**Goal of the exercise:** Search the entries for the word "corners" and report each line that has it.
(Material for this task Opens)
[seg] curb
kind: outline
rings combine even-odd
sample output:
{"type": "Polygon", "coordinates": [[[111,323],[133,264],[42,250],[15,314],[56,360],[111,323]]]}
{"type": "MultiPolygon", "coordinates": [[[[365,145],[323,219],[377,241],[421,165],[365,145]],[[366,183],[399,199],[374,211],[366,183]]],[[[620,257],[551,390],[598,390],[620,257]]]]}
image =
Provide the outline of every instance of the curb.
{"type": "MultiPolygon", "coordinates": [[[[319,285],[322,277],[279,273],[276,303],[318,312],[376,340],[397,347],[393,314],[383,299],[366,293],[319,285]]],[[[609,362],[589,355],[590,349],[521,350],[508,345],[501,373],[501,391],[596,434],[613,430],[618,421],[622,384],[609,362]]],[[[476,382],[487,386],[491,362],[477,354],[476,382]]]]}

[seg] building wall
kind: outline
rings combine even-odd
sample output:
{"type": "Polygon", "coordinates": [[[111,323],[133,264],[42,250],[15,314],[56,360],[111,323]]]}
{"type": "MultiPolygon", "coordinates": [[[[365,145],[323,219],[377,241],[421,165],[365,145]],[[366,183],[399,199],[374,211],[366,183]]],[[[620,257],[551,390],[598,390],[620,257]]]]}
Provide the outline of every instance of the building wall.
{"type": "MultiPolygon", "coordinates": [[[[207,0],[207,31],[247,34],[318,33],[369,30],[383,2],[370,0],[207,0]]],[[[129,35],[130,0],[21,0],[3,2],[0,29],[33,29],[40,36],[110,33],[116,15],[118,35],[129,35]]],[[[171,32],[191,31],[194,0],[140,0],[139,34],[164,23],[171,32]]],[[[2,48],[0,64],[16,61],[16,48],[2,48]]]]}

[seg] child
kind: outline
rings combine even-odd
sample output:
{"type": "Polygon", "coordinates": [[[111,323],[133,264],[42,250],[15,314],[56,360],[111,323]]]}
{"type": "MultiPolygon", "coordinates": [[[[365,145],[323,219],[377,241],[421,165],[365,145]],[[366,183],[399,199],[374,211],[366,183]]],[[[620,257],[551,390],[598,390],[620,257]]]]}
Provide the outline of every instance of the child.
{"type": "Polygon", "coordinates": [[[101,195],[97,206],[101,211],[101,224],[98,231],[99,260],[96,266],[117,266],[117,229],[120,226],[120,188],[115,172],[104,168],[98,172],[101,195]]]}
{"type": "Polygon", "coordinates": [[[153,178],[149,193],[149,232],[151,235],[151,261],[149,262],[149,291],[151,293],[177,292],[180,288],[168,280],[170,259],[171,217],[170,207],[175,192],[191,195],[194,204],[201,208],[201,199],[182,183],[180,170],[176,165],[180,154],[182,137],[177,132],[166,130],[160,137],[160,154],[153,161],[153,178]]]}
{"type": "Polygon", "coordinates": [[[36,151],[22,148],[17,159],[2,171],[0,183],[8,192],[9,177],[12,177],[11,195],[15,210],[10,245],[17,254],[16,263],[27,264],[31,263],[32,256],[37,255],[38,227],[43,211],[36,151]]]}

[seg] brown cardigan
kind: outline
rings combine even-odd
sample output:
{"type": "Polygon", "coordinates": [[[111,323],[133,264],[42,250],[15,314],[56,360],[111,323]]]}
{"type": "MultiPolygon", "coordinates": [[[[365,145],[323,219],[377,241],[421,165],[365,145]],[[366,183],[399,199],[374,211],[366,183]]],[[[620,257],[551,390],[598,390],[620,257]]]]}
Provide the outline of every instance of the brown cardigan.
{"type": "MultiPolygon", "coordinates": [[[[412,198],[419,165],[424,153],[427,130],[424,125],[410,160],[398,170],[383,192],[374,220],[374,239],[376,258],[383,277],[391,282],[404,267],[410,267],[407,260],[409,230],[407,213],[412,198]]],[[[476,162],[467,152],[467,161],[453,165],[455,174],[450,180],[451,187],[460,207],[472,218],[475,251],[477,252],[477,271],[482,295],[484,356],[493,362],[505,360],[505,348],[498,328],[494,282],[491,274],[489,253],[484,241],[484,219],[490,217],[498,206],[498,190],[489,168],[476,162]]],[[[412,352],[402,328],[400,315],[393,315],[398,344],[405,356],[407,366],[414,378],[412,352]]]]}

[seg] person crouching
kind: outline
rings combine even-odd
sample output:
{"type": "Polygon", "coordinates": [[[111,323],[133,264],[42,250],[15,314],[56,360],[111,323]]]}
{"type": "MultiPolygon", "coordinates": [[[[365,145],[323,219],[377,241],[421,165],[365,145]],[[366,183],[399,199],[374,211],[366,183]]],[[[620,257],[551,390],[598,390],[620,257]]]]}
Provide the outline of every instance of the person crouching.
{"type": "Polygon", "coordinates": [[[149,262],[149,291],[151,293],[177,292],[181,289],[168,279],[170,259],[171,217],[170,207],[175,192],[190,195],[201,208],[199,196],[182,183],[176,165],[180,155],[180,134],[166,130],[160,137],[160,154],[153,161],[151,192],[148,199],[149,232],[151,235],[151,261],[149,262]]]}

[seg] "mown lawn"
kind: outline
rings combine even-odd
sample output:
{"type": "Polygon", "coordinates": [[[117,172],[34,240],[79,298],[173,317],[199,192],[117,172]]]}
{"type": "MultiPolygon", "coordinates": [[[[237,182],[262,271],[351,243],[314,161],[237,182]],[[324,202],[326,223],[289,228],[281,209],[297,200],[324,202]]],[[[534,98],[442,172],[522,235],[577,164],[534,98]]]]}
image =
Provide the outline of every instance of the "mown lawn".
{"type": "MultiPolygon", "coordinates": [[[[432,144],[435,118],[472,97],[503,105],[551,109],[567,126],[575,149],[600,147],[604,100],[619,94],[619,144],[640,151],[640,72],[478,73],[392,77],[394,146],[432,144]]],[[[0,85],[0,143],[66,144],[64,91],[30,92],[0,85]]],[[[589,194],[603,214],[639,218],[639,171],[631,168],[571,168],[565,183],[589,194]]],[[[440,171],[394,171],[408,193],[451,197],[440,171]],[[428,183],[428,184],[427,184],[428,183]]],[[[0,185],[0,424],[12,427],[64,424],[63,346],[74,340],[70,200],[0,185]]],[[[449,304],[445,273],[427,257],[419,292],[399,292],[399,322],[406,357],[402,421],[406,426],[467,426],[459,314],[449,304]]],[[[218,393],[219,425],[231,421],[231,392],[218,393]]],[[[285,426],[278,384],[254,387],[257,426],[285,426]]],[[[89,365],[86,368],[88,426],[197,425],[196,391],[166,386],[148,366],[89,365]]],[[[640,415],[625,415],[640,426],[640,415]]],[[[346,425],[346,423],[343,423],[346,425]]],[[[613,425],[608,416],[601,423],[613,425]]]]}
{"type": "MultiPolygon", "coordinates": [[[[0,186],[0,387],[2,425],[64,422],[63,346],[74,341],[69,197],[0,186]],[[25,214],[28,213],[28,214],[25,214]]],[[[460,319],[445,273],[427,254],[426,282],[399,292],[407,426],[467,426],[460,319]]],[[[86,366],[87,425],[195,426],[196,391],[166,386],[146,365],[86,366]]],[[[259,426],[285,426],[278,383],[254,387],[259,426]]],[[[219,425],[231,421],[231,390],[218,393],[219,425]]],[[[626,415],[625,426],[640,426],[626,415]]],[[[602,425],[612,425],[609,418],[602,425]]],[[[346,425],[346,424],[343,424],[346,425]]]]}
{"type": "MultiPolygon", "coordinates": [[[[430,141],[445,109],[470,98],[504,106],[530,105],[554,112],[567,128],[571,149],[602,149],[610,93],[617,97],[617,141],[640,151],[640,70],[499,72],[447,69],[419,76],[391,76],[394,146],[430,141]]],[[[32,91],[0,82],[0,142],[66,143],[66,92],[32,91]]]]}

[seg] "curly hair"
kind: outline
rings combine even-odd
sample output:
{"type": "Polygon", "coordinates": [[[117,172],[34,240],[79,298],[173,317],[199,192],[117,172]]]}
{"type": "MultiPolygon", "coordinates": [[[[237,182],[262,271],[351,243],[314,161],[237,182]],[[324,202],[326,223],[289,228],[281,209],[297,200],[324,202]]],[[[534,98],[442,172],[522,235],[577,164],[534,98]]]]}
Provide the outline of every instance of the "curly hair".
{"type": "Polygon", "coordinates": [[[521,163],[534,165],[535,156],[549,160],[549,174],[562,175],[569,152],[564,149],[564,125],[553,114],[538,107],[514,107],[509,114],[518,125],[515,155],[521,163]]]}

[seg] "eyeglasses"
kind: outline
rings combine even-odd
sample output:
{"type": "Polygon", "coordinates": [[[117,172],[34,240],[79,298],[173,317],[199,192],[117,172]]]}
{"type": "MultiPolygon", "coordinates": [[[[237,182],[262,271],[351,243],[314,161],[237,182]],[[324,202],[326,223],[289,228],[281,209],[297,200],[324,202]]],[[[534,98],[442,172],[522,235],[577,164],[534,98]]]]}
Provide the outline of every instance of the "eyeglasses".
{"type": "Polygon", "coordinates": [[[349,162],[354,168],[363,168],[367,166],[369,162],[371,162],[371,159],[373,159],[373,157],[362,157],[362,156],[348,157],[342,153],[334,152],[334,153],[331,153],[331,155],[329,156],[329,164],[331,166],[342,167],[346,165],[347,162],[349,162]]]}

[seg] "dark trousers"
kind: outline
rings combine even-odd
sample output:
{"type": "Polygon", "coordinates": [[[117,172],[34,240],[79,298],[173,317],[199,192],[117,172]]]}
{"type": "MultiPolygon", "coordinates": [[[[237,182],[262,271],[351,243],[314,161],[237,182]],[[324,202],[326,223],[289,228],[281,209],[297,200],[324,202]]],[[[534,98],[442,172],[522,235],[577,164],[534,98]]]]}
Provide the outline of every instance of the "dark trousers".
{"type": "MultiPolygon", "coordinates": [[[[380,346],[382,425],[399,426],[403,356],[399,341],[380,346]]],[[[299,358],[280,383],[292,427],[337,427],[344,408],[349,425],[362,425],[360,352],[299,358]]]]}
(Material for this task Closes)
(Material for this task Opens)
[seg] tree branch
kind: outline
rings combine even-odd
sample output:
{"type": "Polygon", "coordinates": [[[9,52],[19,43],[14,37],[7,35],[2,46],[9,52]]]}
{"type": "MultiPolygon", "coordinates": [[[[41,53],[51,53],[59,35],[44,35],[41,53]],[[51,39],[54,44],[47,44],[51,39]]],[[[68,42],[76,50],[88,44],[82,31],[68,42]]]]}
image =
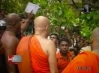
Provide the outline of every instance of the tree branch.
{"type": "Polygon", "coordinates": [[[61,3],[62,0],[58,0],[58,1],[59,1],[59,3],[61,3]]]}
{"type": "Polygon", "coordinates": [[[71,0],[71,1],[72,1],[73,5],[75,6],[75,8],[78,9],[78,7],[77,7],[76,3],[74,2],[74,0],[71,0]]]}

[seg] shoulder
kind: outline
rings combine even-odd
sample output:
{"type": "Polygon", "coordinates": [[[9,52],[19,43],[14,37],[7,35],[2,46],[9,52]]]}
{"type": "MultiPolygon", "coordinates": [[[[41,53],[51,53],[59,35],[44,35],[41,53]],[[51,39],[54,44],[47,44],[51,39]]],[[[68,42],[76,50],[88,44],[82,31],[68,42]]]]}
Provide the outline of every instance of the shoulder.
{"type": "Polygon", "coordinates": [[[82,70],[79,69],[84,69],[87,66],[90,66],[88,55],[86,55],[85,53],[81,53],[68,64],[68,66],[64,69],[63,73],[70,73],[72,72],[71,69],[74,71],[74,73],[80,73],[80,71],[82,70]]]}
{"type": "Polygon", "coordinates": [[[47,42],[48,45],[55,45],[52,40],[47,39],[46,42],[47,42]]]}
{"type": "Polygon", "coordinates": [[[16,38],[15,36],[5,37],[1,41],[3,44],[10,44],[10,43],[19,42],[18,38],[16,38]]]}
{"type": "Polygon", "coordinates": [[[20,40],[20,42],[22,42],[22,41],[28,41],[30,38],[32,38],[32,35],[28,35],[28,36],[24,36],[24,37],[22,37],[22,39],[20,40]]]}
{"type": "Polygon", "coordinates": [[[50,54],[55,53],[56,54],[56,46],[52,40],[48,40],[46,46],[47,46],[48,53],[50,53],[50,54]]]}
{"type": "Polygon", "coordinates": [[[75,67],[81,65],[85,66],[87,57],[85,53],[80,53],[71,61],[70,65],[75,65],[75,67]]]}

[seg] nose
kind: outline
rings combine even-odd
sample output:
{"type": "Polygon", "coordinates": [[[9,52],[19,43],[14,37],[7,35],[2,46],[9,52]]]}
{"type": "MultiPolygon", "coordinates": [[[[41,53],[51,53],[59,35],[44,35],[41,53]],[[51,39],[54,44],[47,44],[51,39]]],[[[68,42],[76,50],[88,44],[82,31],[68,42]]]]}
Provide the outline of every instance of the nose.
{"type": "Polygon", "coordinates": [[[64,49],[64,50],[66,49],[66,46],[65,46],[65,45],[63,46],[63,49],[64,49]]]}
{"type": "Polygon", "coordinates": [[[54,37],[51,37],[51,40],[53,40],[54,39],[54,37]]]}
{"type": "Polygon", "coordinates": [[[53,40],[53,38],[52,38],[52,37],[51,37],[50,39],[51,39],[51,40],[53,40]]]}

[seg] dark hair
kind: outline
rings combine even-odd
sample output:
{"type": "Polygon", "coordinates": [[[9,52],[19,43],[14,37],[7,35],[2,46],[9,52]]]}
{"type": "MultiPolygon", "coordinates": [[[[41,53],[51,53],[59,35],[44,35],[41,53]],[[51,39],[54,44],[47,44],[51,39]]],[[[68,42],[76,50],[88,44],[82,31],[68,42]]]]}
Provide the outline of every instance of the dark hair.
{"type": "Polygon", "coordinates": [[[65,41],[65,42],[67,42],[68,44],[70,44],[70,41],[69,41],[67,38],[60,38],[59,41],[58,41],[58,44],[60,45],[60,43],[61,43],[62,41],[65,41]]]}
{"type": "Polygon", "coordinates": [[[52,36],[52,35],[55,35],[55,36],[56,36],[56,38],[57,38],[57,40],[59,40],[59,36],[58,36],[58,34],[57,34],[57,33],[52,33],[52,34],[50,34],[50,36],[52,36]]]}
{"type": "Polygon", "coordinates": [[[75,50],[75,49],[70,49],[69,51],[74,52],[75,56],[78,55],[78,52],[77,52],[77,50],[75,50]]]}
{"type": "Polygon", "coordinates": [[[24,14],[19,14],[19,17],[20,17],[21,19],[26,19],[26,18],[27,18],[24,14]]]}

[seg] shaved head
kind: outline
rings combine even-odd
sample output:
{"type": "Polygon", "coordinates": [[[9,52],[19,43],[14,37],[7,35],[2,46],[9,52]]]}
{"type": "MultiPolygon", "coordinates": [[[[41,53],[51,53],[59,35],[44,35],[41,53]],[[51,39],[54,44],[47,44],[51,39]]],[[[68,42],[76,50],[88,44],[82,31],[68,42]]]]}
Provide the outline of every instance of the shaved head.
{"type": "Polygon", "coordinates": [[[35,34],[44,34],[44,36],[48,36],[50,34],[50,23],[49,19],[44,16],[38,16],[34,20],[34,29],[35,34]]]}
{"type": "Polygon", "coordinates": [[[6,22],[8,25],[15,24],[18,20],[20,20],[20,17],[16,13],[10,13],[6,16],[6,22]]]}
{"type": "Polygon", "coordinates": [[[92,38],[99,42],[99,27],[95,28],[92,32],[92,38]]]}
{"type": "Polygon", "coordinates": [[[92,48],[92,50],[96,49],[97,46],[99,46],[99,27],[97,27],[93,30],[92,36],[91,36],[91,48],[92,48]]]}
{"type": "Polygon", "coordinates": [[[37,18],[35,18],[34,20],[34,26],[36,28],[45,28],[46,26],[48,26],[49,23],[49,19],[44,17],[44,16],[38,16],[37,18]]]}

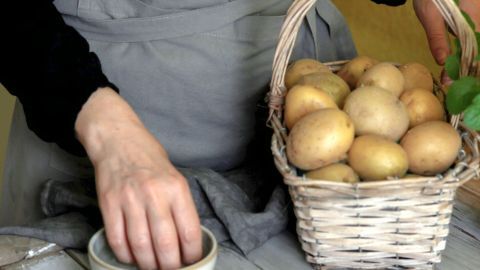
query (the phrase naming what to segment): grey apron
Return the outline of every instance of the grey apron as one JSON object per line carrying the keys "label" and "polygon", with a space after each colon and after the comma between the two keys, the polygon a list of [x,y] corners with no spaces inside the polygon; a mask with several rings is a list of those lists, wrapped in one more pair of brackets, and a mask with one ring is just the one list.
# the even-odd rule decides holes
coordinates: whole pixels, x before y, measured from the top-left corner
(Material for this task Closes)
(Material for this task Opens)
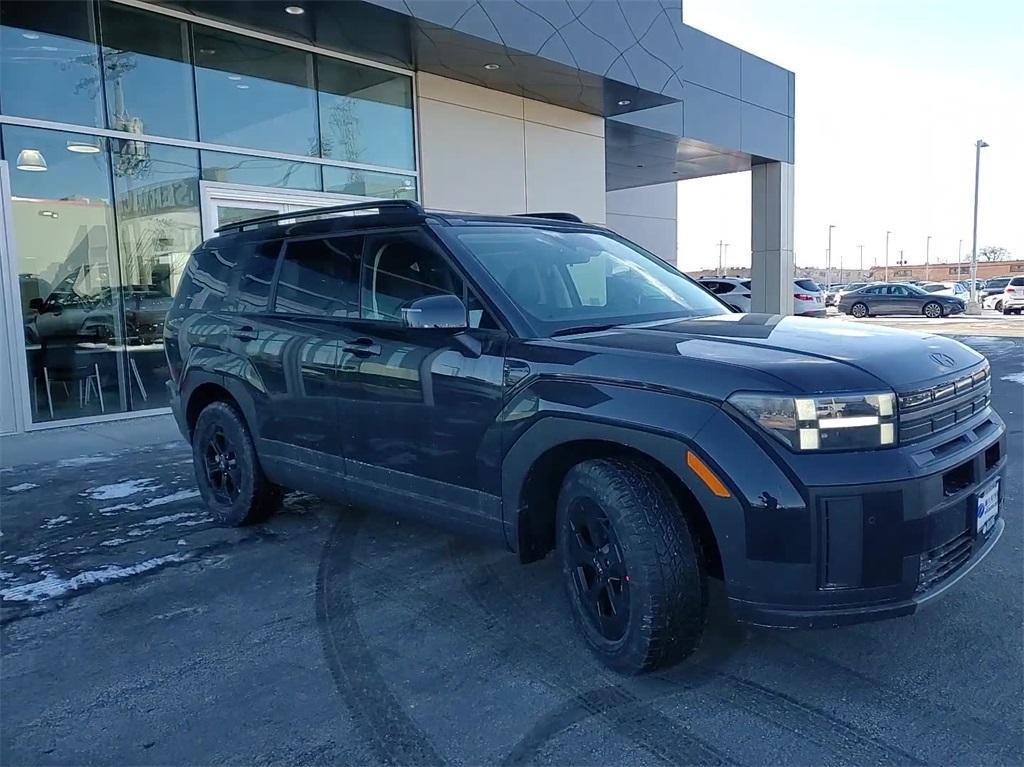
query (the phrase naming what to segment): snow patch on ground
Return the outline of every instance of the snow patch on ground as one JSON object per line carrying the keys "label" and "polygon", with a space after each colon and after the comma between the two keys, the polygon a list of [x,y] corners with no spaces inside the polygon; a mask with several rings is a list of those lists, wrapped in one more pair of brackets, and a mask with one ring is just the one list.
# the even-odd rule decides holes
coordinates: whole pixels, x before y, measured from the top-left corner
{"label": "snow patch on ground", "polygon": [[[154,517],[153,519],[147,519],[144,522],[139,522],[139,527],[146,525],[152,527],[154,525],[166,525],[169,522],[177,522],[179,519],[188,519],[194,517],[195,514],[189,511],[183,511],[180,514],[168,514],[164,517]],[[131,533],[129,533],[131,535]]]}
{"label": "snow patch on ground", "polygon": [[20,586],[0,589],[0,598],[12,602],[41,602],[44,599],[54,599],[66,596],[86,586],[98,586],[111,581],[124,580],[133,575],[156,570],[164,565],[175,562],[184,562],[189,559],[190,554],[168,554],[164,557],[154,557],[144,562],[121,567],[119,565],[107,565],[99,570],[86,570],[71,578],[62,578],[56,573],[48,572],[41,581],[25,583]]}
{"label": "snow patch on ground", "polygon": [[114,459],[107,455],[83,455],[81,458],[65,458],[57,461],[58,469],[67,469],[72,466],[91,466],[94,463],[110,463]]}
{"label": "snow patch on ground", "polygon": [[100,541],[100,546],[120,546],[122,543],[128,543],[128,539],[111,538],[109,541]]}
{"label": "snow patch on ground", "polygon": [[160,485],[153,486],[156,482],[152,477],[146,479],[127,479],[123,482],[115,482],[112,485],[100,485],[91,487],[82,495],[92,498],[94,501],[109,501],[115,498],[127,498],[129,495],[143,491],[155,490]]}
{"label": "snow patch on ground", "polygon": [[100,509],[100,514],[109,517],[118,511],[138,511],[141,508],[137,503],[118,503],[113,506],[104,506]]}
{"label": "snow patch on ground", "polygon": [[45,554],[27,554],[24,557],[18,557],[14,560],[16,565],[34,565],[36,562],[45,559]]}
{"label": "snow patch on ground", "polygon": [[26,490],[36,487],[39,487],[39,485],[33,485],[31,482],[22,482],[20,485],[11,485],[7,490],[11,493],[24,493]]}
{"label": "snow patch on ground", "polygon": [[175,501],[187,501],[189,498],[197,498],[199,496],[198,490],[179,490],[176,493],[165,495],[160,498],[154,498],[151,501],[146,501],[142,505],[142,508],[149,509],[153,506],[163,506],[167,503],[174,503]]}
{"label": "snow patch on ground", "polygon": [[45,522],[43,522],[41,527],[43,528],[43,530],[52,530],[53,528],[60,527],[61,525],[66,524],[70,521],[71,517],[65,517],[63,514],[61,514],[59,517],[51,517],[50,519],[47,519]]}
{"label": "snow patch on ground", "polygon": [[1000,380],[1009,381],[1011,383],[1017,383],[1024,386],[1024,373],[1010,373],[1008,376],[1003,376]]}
(Material for this task Closes)
**Result for this task:**
Return the outline of every instance of the grey apron as one JSON object per line carrying the keys "label" and "polygon", with a space after each colon and after the comma between the two keys, the polygon a list of [x,y] corners with no spaces inside the polygon; a mask with several rings is a list of those lists, wrapped in one more pair of brackets, and a mask with one ring is just the one list.
Return the outline of every instance of the snow patch on ground as one JSON object per line carrying the keys "label" and "polygon", with a space after each colon and after the comma between the two keys, the polygon a list of [x,y] corners with no spaces inside the polygon; a mask with several rings is a list of those lists, wrapped in one more pair of brackets, and a mask with one ring is just the one list.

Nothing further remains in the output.